» Entries provided
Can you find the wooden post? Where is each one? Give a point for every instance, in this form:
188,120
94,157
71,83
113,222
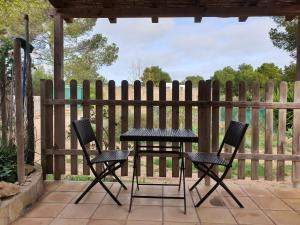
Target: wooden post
99,120
269,131
162,125
175,125
215,119
58,49
255,131
298,52
228,116
188,125
124,122
242,118
281,131
149,124
74,141
19,113
137,115
296,138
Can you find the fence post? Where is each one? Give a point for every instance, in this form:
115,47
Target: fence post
99,120
188,125
269,131
255,131
242,118
215,119
162,125
73,95
86,114
149,124
175,125
228,116
137,115
296,138
124,122
281,131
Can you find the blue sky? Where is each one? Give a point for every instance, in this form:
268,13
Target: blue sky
182,47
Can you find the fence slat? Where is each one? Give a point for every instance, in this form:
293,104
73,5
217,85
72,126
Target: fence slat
175,125
137,115
99,120
281,131
73,95
149,124
215,120
296,138
255,131
124,123
228,117
86,114
242,118
162,125
59,130
188,125
269,131
111,116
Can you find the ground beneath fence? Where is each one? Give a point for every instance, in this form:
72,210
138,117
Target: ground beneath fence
265,203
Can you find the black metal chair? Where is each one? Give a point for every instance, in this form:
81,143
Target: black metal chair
206,161
112,160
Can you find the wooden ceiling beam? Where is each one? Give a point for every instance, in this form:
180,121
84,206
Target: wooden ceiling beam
92,12
197,19
243,19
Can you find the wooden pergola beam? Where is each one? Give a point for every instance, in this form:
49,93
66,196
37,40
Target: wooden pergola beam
94,12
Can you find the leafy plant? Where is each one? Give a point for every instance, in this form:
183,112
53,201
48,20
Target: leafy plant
8,163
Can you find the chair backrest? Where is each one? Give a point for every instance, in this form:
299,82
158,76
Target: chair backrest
85,134
233,137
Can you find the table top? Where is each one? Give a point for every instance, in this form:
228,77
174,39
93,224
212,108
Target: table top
157,134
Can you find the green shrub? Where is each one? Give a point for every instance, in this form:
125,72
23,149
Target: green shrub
8,163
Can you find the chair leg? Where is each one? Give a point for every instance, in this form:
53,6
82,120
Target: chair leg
207,195
231,194
86,190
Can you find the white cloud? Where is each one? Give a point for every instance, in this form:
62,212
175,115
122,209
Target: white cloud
182,47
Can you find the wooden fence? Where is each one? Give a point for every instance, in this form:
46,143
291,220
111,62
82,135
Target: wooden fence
206,113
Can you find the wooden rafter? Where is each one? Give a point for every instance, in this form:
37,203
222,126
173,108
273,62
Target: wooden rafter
93,12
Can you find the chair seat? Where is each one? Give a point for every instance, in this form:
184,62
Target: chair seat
111,156
203,157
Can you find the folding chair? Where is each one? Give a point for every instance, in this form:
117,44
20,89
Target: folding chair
112,160
206,161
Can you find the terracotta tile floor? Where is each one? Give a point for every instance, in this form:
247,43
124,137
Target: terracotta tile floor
265,203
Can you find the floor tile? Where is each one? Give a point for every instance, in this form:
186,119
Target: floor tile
176,214
99,188
293,203
59,197
92,197
209,215
175,223
71,186
246,202
51,185
285,192
124,199
32,221
78,211
270,203
250,216
137,222
107,222
257,191
284,217
111,212
147,213
46,210
70,222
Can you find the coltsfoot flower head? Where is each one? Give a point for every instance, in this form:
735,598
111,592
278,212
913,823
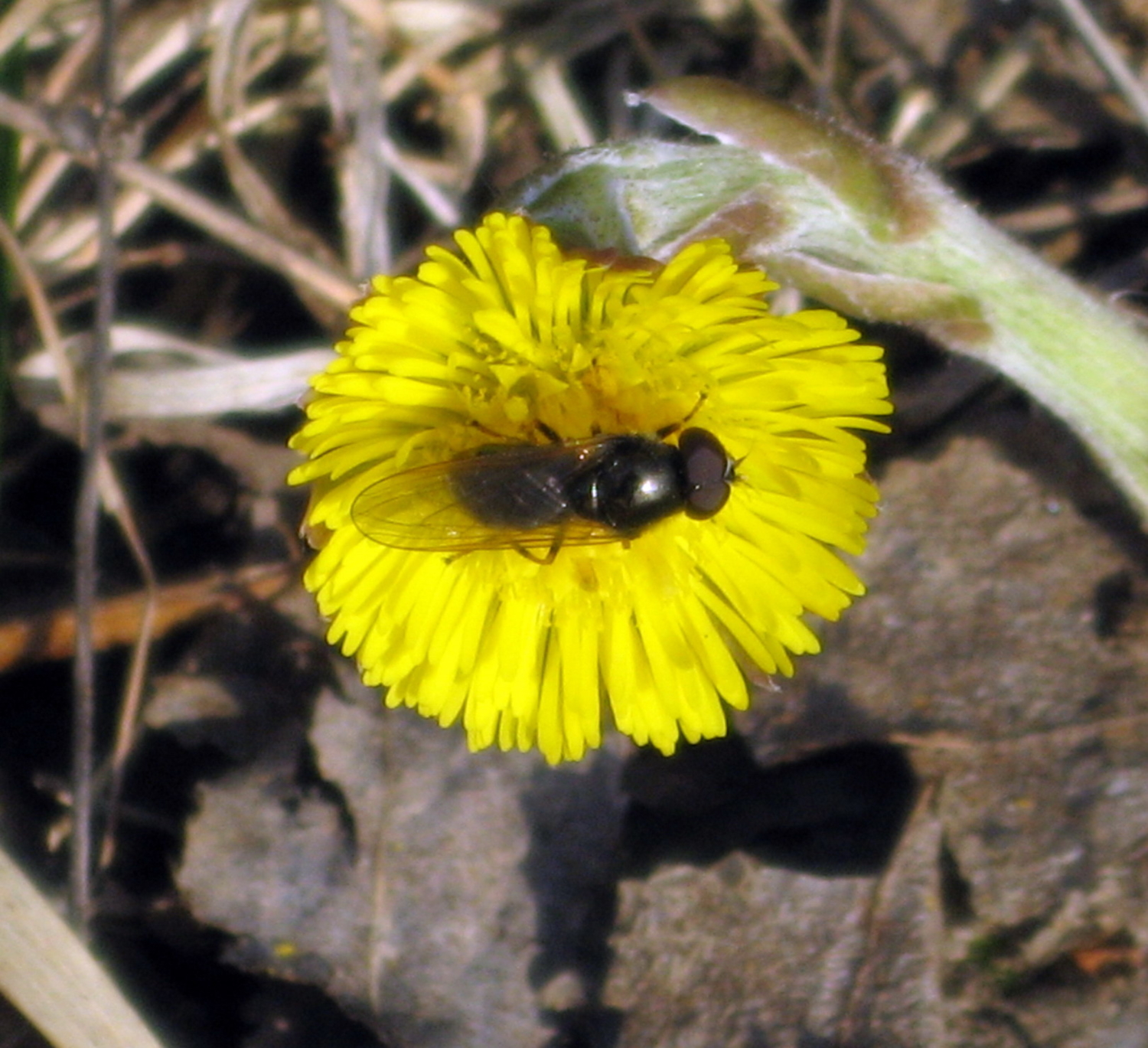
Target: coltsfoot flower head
514,356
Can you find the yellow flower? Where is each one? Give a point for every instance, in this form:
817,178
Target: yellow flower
516,342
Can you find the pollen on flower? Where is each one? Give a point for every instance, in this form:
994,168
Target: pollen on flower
510,367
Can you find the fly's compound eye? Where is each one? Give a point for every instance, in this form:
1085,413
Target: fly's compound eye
709,472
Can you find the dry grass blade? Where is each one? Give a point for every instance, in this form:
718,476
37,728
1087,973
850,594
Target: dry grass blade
48,975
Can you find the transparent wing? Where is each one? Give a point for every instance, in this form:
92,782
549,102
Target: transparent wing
498,498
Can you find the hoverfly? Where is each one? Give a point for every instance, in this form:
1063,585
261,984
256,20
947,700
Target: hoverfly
544,496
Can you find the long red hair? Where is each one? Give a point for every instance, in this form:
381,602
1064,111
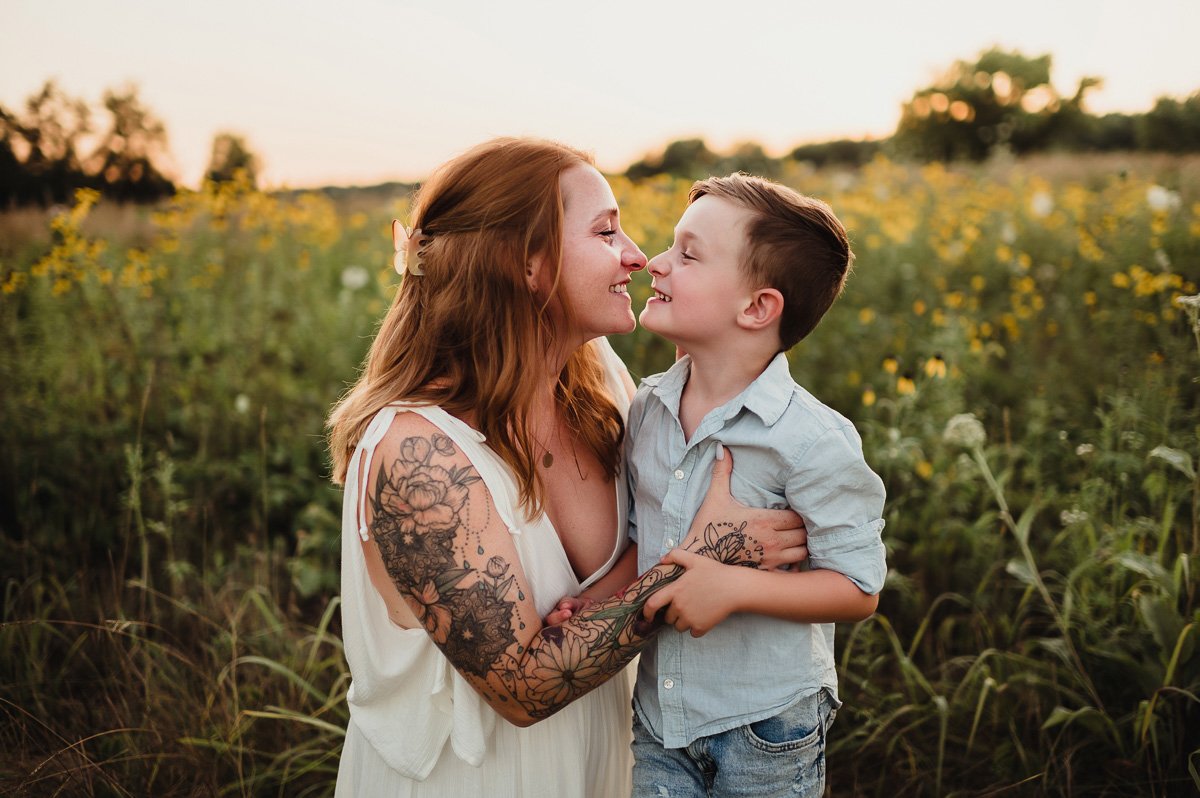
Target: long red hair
465,334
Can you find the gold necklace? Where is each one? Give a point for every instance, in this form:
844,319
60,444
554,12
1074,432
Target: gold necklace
547,457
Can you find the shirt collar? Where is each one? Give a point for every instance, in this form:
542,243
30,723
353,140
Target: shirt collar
767,396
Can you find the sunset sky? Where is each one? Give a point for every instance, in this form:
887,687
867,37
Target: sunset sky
370,90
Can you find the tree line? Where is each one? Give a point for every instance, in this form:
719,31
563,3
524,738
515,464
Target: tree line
999,101
52,147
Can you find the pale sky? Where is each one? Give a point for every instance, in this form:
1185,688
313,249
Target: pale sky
370,90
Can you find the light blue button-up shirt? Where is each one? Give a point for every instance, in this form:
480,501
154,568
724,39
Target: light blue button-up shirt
789,450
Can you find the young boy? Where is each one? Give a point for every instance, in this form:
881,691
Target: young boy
742,707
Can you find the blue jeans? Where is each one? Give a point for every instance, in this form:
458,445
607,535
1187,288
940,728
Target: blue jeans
778,756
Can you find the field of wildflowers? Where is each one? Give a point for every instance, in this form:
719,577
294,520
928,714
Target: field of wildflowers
1019,347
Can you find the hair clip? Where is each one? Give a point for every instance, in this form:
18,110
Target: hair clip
408,249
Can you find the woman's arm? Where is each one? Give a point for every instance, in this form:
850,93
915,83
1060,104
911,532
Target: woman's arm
451,558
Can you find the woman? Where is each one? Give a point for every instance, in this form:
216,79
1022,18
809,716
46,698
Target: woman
480,451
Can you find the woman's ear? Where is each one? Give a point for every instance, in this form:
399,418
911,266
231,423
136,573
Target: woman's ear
765,307
533,273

» Requirements
Go through the listing above and quote it exactly, apart from its images.

» Solved exercise
Can you find the wooden post? Where is each one? Give a point for every instance, in this form:
188,120
94,157
71,83
113,222
Target: wooden post
99,120
269,131
162,125
175,125
215,119
58,49
255,131
298,52
228,116
188,125
124,122
242,118
281,131
149,124
74,141
19,113
137,115
296,138
Can you find the fence post? Where is each one? Give a point for every instance, in this form:
115,47
Target: fence post
99,120
188,125
269,131
255,131
242,118
215,119
162,125
73,95
86,114
149,124
175,125
228,116
137,115
296,138
124,122
281,131
Can you find the blue sky? Where is each one? Give a point for every instance, in this form:
268,13
Target: blue sky
182,47
Can you find the fence slat? Where is each one? Give a point for every instance, in this form:
293,104
73,5
217,85
72,126
Target: fence slat
175,125
137,115
99,120
281,131
73,95
149,124
215,120
296,138
255,131
124,123
228,117
86,114
242,118
162,125
59,130
188,125
269,131
111,116
Can you find the ground beneath fence? Where is each one? Give a point for every instance, in this form:
72,210
138,117
Target: ground beneath fence
265,203
Can you find the black metal chair? Where is each one? Give a point for every instance, in this form:
81,143
Target: black metal chair
206,161
112,160
Can you find the wooden ceiling beam? Where is each one? Give a point for every instance, in this form:
180,121
84,206
Target: wooden ceiling beam
92,12
197,19
243,19
Can you find the wooden pergola beam? Where is each one? Give a point for every instance, in this form:
49,93
66,196
37,40
Target: wooden pergola beam
94,12
Can you find the leafy plant? Where is each one? Give a point for every instance, in this form:
183,112
53,201
48,20
Target: leafy plant
8,163
Can you find the chair backrest? Where is each one? Give a point for every instance, in this form:
299,82
158,76
Target: chair backrest
85,134
233,137
Can you find the table top? Where is each one? Give a point for every instance, in this form:
228,77
174,39
93,224
212,108
Target: table top
157,134
Can you find the green shrub? Where is each one? Give a point for every instance, in this form:
125,72
23,149
Target: green shrub
8,163
Can you find the chair leg? Where is each one? Give a point for every instance, in this form:
53,6
82,120
Target: chair leg
207,195
231,194
86,190
Can you find the white cloud? Where is each one? Give a point for every instance, in this form:
62,212
175,115
122,209
Target: white cloud
182,47
Can you find the wooden fence? Where is each one? Give a point for every instance, in this form:
46,143
291,220
111,62
82,135
Target: wooden fence
206,113
Can you find the wooden rafter? Where is each one? Give a point for every instance, in this form:
37,203
222,126
173,108
273,62
Target: wooden rafter
93,12
Can you find the chair seat? Where is each one? Give a point for every instance, in this form:
184,62
Target: chair seat
111,156
203,157
Can you find the folding chair? Where is each one? Give a point for every instance, in this form:
117,44
20,89
Target: folding chair
112,160
206,161
Can you find the terracotta tile floor? Where is each one? Give a point for every instance, in this form:
247,43
124,137
Target: terracotta tile floor
265,203
Can you find the floor tile? Where is each one? Give a point for every instance, in this form:
186,119
Target: floor tile
176,214
99,188
293,203
59,197
92,197
209,215
175,223
71,186
246,202
51,185
285,192
124,199
32,221
78,211
270,203
250,216
137,222
107,222
257,191
284,217
111,212
147,213
46,210
70,222
Can you find the coltsfoot flower head? Where is each one? Give a point for every instance, in this form:
735,598
111,592
278,212
913,823
Target: coltsfoot flower head
514,356
Can you find the yellow flower? Where is each one? Give a point for every instance, in this form:
817,178
Target: yellow flower
516,342
Can you find the pollen on flower? Where is each one? Give a point for every instance, in this form:
994,168
Target: pollen on flower
510,367
Can you find the fly's compound eye? Where is each one? Give a point for every instance, in this form:
1085,413
Target: fly's compound eye
709,472
Can you find the dry grass blade? Where is each one? Give a point for every instance, in this form:
718,476
37,728
1087,973
850,594
Target: dry grass blade
48,975
Can you find the transparent wing? Where is each one? Give a point for every instance, in this form:
92,782
549,102
Target: transparent wing
498,498
Can you find the hoverfly? Where is each one? Give a point for every instance, in this form:
1063,585
261,984
256,20
947,700
Target: hoverfly
544,496
Can you find the long red hair? Where is each one? Give a point for every instance, in this form:
381,602
1064,111
Target: long red hair
465,334
Can you find the gold necklace? Where is each one? Give a point for every instance, in this form:
844,319
60,444
554,12
1074,432
Target: gold necklace
547,457
Can you find the shirt collar? Where is each one? Give a point for every instance, in this form:
542,243
30,723
353,140
Target: shirt collar
767,396
Can you find the sunset sky? Where is each one? Give a point for every instance, in this form:
887,687
867,37
Target: sunset sky
370,90
Can you find the tree line? Where is each one? Give a point for every instance, in this form:
719,31
563,3
524,738
515,464
Target: tree line
999,101
52,147
Can you find the pale sky? Where is each one? Give a point for every instance, in this form:
1185,688
313,249
Target: pale sky
370,90
Can you find the light blue button-up shirt? Where is each one? Give a point for every instance, in this form:
480,501
154,568
724,39
Target: light blue button-up shirt
789,450
Can you find the young boy? Where is each one? Give a point for every instance, in this form:
881,691
Target: young boy
742,707
Can you find the blue jeans? Where is each one? Give a point for every instance, in this form:
458,445
607,535
1187,288
940,728
Target: blue jeans
778,756
Can you find the field of wildflowers? Where is each one? Give a point for every instance, in this form:
719,577
294,520
928,714
Target: field of wildflowers
1019,347
Can you find the hair clip? Where is each one? Give a point for every instance, in this form:
18,110
Target: hair clip
408,249
Can you find the woman's arm? Where is each one? Give a point for every instance, in this form:
850,93
915,83
1060,104
911,532
Target: woman's arm
451,558
Can you find the woman? Where is each one? Give a point for every instance, in this form:
216,79
1022,18
809,716
46,698
Target: woman
480,451
Can you find the woman's ear? Where is each one? Give a point for every instance, in this form:
399,418
911,266
231,423
136,573
Target: woman's ear
765,307
533,273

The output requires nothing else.